• Action item: Going down the data below, set down exactly the line with "Target: green foliage" and each line after it through the line with "Target: lined-up team"; no other lines.

Dataset items
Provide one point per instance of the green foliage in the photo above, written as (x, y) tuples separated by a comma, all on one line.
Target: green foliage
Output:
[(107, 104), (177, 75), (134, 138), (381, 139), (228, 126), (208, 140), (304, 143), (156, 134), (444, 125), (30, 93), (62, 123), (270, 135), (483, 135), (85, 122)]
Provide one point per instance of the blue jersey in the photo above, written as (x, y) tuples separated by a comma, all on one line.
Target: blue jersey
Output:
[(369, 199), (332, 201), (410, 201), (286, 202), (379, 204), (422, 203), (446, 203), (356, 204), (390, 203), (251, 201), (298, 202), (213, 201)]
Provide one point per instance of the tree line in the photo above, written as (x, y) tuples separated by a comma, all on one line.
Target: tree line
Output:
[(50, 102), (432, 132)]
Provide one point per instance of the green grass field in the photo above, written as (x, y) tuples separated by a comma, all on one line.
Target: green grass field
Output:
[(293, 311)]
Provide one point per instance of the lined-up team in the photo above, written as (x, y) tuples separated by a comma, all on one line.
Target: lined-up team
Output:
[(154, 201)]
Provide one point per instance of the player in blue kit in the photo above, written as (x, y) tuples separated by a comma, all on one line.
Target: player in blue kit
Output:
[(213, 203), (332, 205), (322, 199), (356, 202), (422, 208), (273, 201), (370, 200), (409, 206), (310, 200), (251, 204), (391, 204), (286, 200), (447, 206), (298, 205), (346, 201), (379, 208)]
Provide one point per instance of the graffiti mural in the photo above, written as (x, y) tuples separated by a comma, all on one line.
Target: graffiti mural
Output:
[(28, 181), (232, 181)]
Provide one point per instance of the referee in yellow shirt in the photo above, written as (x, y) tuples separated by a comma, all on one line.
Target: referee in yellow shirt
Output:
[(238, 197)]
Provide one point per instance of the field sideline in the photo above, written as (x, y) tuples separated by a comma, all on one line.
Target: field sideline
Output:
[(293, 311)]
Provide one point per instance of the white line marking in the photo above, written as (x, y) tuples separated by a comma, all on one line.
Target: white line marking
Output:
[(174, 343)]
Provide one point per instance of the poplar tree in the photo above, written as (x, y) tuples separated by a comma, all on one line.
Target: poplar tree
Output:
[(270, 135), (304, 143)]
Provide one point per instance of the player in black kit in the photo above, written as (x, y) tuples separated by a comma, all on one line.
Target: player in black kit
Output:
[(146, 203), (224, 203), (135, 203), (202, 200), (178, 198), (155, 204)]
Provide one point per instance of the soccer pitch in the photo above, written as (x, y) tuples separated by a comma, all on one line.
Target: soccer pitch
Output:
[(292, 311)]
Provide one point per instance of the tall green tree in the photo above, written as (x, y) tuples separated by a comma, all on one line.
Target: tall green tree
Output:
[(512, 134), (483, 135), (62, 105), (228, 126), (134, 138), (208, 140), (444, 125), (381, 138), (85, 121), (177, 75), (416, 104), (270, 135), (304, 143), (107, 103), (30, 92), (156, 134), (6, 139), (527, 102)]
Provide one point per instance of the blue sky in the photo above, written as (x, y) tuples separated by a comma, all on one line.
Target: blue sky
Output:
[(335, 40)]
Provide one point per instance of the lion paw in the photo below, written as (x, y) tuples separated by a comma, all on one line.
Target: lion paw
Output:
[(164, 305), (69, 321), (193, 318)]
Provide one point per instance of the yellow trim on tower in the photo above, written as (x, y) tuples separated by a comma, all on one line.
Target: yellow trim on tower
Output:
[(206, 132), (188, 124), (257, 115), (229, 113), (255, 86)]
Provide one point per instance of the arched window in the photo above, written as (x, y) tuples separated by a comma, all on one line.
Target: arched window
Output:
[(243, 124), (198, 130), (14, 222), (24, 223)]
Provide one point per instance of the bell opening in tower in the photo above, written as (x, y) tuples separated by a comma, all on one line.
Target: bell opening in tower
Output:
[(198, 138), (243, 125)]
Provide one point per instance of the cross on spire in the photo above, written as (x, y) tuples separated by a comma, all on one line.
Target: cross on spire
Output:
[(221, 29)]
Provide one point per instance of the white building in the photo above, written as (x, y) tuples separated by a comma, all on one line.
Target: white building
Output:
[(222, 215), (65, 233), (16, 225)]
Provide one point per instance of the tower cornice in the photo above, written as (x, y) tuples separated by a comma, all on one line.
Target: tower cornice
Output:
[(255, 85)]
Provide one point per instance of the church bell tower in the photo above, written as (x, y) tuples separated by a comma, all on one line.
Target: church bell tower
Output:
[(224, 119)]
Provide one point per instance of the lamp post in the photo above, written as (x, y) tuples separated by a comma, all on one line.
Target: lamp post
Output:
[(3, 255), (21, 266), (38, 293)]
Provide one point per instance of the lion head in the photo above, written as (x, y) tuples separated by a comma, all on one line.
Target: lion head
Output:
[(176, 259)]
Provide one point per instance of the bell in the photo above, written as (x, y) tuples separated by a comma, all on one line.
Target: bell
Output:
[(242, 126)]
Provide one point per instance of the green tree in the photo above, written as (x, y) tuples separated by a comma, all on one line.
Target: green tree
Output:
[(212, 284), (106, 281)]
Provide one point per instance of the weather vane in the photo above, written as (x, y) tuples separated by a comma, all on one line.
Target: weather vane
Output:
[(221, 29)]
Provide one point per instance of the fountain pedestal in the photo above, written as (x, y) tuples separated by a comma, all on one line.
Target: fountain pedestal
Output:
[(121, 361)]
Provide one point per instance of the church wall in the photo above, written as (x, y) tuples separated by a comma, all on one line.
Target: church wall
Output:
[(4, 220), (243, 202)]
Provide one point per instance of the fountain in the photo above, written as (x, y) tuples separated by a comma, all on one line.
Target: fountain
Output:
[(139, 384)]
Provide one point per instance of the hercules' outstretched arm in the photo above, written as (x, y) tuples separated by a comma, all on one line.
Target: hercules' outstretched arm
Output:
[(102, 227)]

• Answer to this problem:
Target: green foliage
Output:
[(107, 104), (177, 75), (134, 138), (381, 139), (228, 126), (208, 140), (304, 143), (156, 134), (444, 125), (30, 93), (62, 123), (270, 135), (483, 135), (85, 122)]
Provide one point per instance of the blue jersey in the photo above, written as (x, y) tuples separated by a comma, all on one line.
Target: blue jersey
Output:
[(369, 199), (332, 201), (410, 201), (286, 202), (379, 204), (422, 203), (446, 203), (356, 204), (390, 203), (251, 201), (298, 202), (213, 201)]
Provide one point per instance of the tree line in the photo above, written as (x, y) tuples separated by a comma, all on one line.
Target: tree line
Output:
[(50, 102), (432, 132)]
Provide one point per instance of the green grass field in the photo above, written as (x, y) tuples separated by a comma, all on one line.
Target: green grass field
Output:
[(293, 311)]
Provide one point per instance of the lined-up team in the photo above, written as (x, y) tuples separated by a comma, all on one line.
Target: lined-up team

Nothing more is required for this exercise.